Passage to read
[START]

Steeped in Tradition: The Gingerbread House

Well.  Here it is.  December! 

I thought that this year, I would share some of our longstanding family holiday traditions with you all each Thursday during December.  I like following tradition during the holiday season -- because it ties us to memories of holidays past.  I don't like following tradition, though, for the simple sake of tradition.  I don't mind mixing things up . . . leaving things out . . . or adding new things to the holiday jumble, either.  (It was one of the most liberating moments of my holiday-self when I realized I did NOT have to drag my children to The Nutcracker EVERY year. . . just because it had become a tradition!)


So.  Let me begin with the Gingerbread House.

It all started. . . back in 1992. . . when Brian was a tiny baby and Erin was a toddler.  And I got roped into attending a Pampered Chef party.  I ended up ordering this. . .


a cute little gingerbread house mold.  I had never made a gingerbread house before, but I thought it might be fun.  The little mold makes great gingerbread building materials!


And, so, as my kids grew up, we started building gingerbread houses every year.  My mom used to come over and we'd do two houses --- one for her to display at her house, and one for us to display at our house.  One year, when Brian was an exuberant 3-year-old, I remember him working in tandem with Nanny on a gingerbread house -- and in his enthusiasm, he stuck a candy on so hard that he mashed the whole house in and we had to start all over!  (My mom has a LOT of patience.  She may have whimpered, but she kept a stiff upper lip!)

[END]

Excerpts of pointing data
[START]

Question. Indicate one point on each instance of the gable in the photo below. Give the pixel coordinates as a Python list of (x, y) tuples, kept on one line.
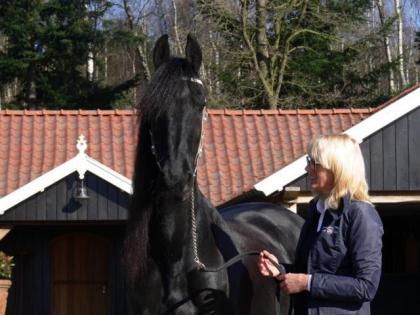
[(57, 203), (391, 157)]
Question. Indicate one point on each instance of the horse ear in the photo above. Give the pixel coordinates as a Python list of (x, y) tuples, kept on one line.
[(193, 53), (161, 51)]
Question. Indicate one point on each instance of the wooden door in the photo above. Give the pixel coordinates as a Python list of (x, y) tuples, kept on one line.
[(79, 275)]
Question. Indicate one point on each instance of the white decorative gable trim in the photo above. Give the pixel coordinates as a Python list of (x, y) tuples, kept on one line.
[(81, 163), (360, 131)]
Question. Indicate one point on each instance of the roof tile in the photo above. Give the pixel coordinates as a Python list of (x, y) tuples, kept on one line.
[(241, 147)]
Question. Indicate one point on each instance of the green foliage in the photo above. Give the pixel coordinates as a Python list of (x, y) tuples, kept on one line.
[(6, 266), (48, 46), (417, 41)]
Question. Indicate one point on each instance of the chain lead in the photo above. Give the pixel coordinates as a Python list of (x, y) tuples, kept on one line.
[(193, 214)]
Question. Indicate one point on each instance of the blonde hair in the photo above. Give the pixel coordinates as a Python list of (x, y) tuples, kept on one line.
[(341, 155)]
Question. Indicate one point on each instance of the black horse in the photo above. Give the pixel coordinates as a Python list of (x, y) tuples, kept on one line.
[(173, 229)]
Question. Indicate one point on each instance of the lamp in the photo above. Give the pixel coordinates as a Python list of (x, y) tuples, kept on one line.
[(81, 191)]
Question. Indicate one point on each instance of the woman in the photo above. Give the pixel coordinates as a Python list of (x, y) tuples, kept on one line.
[(338, 257)]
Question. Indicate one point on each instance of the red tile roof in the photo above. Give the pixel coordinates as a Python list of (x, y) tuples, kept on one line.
[(241, 147)]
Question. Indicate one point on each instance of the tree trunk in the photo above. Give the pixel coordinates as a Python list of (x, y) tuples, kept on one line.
[(139, 49), (400, 43), (381, 11), (262, 41)]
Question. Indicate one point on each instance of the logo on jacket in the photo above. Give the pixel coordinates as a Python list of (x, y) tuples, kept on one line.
[(328, 229)]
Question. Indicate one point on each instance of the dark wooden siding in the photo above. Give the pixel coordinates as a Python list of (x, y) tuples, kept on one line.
[(392, 157), (57, 203), (30, 292)]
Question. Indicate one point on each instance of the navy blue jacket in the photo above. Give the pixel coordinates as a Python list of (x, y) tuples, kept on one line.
[(344, 258)]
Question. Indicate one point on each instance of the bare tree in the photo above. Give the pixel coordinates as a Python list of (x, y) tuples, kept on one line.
[(137, 26), (387, 46), (400, 28)]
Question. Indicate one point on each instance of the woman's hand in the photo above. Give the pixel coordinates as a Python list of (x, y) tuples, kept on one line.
[(293, 282), (265, 265)]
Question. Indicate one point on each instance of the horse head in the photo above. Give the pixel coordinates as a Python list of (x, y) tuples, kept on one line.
[(173, 108)]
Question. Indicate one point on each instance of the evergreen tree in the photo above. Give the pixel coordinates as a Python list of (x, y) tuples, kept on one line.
[(48, 47)]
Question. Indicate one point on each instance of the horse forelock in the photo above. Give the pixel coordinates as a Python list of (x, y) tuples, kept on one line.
[(173, 81)]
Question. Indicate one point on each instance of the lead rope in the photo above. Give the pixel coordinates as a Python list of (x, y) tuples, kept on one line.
[(193, 214)]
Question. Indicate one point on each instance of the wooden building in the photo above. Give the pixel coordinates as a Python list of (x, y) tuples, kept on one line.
[(67, 248)]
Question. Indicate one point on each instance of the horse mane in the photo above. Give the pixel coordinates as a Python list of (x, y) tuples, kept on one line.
[(170, 88)]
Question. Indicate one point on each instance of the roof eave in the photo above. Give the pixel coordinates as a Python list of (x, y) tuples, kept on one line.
[(80, 163)]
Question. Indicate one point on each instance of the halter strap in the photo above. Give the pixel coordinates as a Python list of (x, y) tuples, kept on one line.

[END]

Task instructions
- A) In the gingerbread house post, what year did the family's gingerbread house tradition begin?
- B) Pick up the gingerbread house post where it stops and keep writing it.
The records have nothing to do with what comes next.

Answers by task
- A) 1992

- B)
Brian's interest in the gingerbread house building waned as he grew older, but Erin was always a willing participant.  In fact, over the years, she hosted many a gingerbread-decorating party for her friends.  When she was a young host, we used to make gingerbread houses from graham crackers with a base of small milk cartons (this works great!), but as she got into high school, she used to invite fewer friends and use the little gingerbread mold to make all the pieces for her pals.


Despite her love for the gingerbread house decorating concept, though, Erin really wasn't that into the decorating of the houses!  Erin has never been "crafty"; she likes doing. . . she's not big on making.  So she always tended to lose interest once the house was assembled and the basic candy-placement was complete.  In fact, her houses always looked a bit like a candy factory had exploded!

Which brings us to this year.  Erin was home for a few days at Thanksgiving (she won't be home for Christmas, however) -- so we decided to drag out the gingerbread mold and make a couple of houses. 


Royal icing is the glue that holds the pieces of the gingerbread house (or graham crackers!) together.  (Don't even ask how much trouble we had separating the egg whites. . .)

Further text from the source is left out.